# Short task
Retype every line of the data below with no changes.

Saved data entries:
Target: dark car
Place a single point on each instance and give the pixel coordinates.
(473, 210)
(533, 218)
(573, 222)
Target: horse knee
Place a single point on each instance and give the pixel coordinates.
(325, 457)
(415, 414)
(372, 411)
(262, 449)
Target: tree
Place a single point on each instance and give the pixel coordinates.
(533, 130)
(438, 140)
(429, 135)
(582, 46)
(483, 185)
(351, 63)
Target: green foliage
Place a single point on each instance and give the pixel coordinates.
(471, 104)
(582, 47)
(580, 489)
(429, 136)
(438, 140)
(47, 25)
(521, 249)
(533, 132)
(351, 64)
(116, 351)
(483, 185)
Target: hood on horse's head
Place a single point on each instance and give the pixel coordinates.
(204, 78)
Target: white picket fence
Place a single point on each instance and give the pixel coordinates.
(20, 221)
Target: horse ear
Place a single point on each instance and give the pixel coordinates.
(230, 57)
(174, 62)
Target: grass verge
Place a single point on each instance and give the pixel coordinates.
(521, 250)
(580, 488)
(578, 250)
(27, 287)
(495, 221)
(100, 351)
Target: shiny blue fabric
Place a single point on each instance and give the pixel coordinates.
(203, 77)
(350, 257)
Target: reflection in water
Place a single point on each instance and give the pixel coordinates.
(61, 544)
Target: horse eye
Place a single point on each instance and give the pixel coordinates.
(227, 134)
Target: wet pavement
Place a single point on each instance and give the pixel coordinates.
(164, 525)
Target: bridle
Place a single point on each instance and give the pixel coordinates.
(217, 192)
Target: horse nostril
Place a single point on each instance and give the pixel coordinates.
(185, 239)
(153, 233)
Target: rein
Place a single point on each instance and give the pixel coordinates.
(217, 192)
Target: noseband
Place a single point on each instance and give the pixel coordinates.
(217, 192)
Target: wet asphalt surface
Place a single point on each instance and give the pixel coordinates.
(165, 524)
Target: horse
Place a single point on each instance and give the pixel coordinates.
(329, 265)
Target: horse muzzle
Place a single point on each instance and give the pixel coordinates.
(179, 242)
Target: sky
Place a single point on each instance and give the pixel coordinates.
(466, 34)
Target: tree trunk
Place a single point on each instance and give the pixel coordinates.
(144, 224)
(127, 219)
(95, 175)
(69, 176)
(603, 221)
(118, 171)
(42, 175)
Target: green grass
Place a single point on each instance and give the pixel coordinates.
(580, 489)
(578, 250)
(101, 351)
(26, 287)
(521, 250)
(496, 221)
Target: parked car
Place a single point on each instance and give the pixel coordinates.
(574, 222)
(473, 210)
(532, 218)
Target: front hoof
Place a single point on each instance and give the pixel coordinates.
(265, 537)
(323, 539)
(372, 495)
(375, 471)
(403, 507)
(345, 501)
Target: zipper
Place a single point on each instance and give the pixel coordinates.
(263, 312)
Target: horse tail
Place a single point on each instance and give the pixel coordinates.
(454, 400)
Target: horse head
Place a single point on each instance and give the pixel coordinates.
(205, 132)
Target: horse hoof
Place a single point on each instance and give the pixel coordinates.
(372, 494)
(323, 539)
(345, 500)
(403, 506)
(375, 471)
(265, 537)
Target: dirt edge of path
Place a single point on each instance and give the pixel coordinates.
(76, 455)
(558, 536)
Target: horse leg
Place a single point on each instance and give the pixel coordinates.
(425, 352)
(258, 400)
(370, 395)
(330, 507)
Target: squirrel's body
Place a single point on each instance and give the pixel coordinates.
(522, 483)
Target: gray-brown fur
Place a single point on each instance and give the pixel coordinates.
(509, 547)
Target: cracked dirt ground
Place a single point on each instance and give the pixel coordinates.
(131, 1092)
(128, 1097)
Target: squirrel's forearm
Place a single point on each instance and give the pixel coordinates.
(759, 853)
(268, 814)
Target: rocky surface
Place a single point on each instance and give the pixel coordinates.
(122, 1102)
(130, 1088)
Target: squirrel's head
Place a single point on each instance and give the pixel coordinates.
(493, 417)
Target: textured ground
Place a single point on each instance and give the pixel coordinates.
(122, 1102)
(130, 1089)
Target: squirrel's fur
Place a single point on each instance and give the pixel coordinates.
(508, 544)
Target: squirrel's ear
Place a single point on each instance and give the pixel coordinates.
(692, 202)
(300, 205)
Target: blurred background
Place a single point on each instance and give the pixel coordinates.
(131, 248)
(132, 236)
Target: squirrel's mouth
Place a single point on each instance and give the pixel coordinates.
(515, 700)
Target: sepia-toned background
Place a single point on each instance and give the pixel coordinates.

# Written reply
Target: dark car
Place a single point on each instance and give the pixel coordinates.
(473, 210)
(533, 218)
(573, 222)
Target: horse knee
Place a single point on each instance and give the pixel coordinates.
(325, 457)
(415, 414)
(372, 411)
(262, 449)
Target: tree
Place a single point on each instance and give the pixel coordinates.
(533, 130)
(438, 140)
(429, 135)
(582, 46)
(483, 185)
(351, 63)
Target: green foliage
Place a single point on each instance and give the pixel coordinates.
(471, 104)
(582, 47)
(580, 489)
(429, 136)
(438, 140)
(47, 25)
(521, 249)
(533, 132)
(351, 64)
(116, 351)
(483, 185)
Target: hood on horse's head
Place a single point on each instance and give the pixel coordinates.
(204, 78)
Target: white picket fence
Place a single point on each instance and give the pixel coordinates.
(20, 221)
Target: horse ear
Place a single point on each instance and give the pixel coordinates.
(230, 57)
(174, 62)
Target: grass verge
Place a single point on each instance and give the pixel coordinates.
(521, 250)
(580, 488)
(578, 250)
(27, 287)
(495, 221)
(100, 351)
Target: shiny blue fabric
Place a single point on each instance and give the pixel coordinates.
(203, 77)
(350, 257)
Target: reflection in water
Place a single point on each instance and give the pixel coordinates.
(61, 544)
Target: horse eye
Place a single point on each instance and give the pixel coordinates.
(227, 134)
Target: wet pavement
Place a single point on each instance and give the pixel coordinates.
(164, 525)
Target: bridle
Place a single point on each instance and give the pixel coordinates.
(217, 192)
Target: horse nostril
Place a single point on each instance and give the pixel coordinates.
(185, 239)
(153, 233)
Target: rein
Place a single point on each instance and give the pixel coordinates.
(217, 192)
Target: noseband
Place a single point on each instance and give the pixel coordinates.
(217, 192)
Target: wet asphalt surface
Place a single point on each instance and give the pixel coordinates.
(165, 524)
Target: horse
Place a single point on each instance and give the pixel coordinates.
(329, 265)
Target: horse muzzle
Place a single point on each instance and give the pixel coordinates.
(179, 242)
Target: sky
Place a single point on each instance and give the pixel coordinates.
(466, 34)
Target: tree trunk
Place a single point on each instance and give the pixel coordinates.
(144, 224)
(127, 219)
(95, 175)
(69, 176)
(603, 221)
(118, 171)
(42, 175)
Target: green grass
Place a single point on each instance and give the pixel coordinates.
(580, 489)
(578, 250)
(101, 351)
(26, 287)
(521, 250)
(496, 221)
Target: parked car
Place a single point on each instance and give the pixel coordinates.
(574, 222)
(473, 210)
(532, 218)
Target: front hoof
Place a single point on each instance and give the pixel coordinates.
(265, 537)
(323, 539)
(372, 495)
(375, 471)
(403, 507)
(345, 501)
Target: zipper
Place a single point on each instance and give the pixel coordinates.
(263, 312)
Target: horse tail
Place a single point on each instance and give the pixel coordinates.
(454, 400)
Target: horse head
Place a single point on each instance and give the pixel coordinates.
(205, 132)
Target: horse hoof
Place a single point on each instance and give the pixel coordinates.
(372, 494)
(323, 539)
(345, 500)
(403, 506)
(375, 471)
(265, 537)
Target: dirt edge of path
Place a single point on each instance and give the pixel coordinates.
(76, 455)
(558, 536)
Target: horse leg
Place a single point on each instance and give the pixel coordinates.
(425, 352)
(258, 400)
(370, 395)
(330, 507)
Target: squirrel's body
Place a single point on each instance and give the pixel coordinates.
(522, 483)
Target: gray-brown fur
Place a single point on each instance and give the pixel coordinates.
(509, 547)
Target: cracked dirt ground
Place a single point on each instance and give the pixel coordinates.
(131, 1092)
(128, 1097)
Target: squirrel's forearm
Place a single point on each instance and give the pixel coordinates.
(759, 853)
(268, 814)
Target: rocky surface
Place a single point on each instance and give the pixel coordinates.
(122, 1102)
(130, 1088)
Target: squirrel's head
Place a single point on each instance and give the pixel coordinates.
(493, 417)
Target: textured ground
Place a single point on each instance and give the pixel coordinates.
(122, 1102)
(130, 1089)
Target: squirrel's fur
Place a single point on each instance and give the pixel coordinates.
(508, 544)
Target: squirrel's ear
Place a single point on each instance and give the pixel coordinates.
(692, 202)
(300, 205)
Target: blurred background
Place a single point on each instance and give the pixel coordinates.
(131, 248)
(132, 236)
Target: squirrel's mouth
Place a single point on each instance and give the pixel coordinates.
(515, 700)
Target: sepia-toned background
Place a single point on each instance and give the pixel coordinates.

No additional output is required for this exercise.